→ What is required: Reproduce every line from the one containing "Roadside-survey request: point out the bookshelf in" through the final row below, both included and requests kept, and offset each point coordinate by 17.

→ Stored rows:
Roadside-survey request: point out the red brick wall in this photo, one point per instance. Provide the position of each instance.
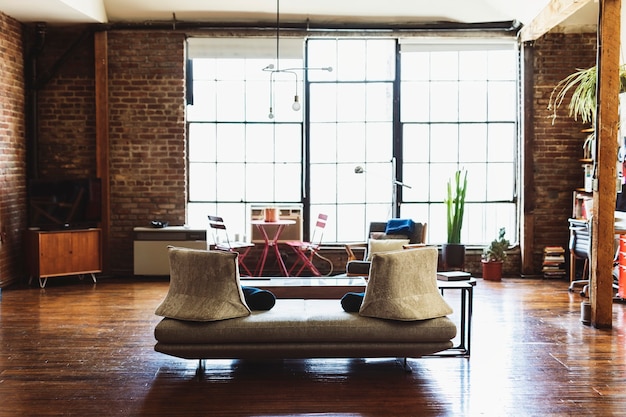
(557, 144)
(147, 135)
(66, 139)
(12, 151)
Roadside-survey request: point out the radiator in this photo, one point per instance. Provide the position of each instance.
(150, 247)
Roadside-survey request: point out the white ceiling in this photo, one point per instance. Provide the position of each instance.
(316, 11)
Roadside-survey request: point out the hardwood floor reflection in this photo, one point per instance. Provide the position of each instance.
(77, 348)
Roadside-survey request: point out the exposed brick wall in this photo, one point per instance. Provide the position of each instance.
(557, 144)
(147, 135)
(66, 139)
(12, 151)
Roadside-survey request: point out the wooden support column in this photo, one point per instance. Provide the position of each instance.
(101, 65)
(605, 184)
(555, 12)
(529, 196)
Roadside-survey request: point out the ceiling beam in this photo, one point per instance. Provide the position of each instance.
(555, 12)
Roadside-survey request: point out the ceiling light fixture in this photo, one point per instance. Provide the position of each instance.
(276, 69)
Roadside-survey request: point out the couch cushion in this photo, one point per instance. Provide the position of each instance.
(305, 321)
(204, 286)
(402, 285)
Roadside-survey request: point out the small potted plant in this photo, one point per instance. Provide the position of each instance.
(453, 251)
(494, 256)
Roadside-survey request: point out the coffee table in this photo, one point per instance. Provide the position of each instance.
(311, 288)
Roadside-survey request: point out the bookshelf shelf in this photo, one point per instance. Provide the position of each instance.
(553, 262)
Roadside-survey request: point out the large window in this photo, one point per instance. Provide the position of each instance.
(391, 112)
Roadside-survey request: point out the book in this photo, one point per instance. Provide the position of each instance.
(453, 276)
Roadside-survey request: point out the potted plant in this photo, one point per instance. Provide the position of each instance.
(453, 252)
(494, 256)
(583, 100)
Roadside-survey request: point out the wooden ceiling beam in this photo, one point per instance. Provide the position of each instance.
(552, 15)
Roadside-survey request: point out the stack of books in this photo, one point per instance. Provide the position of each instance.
(453, 276)
(553, 262)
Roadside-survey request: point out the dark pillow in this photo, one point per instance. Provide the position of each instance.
(400, 227)
(258, 299)
(351, 301)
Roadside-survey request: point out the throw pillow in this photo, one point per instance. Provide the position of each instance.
(403, 286)
(351, 301)
(384, 245)
(204, 286)
(258, 299)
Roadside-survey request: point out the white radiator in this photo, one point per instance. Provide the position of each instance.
(150, 247)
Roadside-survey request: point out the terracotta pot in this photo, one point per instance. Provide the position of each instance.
(492, 270)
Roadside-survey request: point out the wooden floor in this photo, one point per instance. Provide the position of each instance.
(78, 348)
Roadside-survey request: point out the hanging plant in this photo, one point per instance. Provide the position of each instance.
(583, 101)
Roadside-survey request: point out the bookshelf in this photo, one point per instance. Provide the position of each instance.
(553, 262)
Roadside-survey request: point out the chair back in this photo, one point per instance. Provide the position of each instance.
(418, 235)
(218, 231)
(318, 230)
(580, 238)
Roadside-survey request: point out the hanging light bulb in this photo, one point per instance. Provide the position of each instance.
(296, 103)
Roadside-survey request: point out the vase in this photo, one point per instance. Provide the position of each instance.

→ Answer to this task:
Roadside-survey request: point out the bookshelf in this photo, one point per instance. Provide the position of each instance.
(570, 279)
Roadside-survey request: point out the chair back in this photo, one point per instance. Provide the position of each instance.
(435, 252)
(235, 248)
(335, 247)
(597, 255)
Roadside-survey request: point out the hanging light bulb in this photo, one point per instance. Provide the position of each instance.
(313, 120)
Roadside-survey request: point out the vase in this photo, one point per instance. Provide the position of each instance.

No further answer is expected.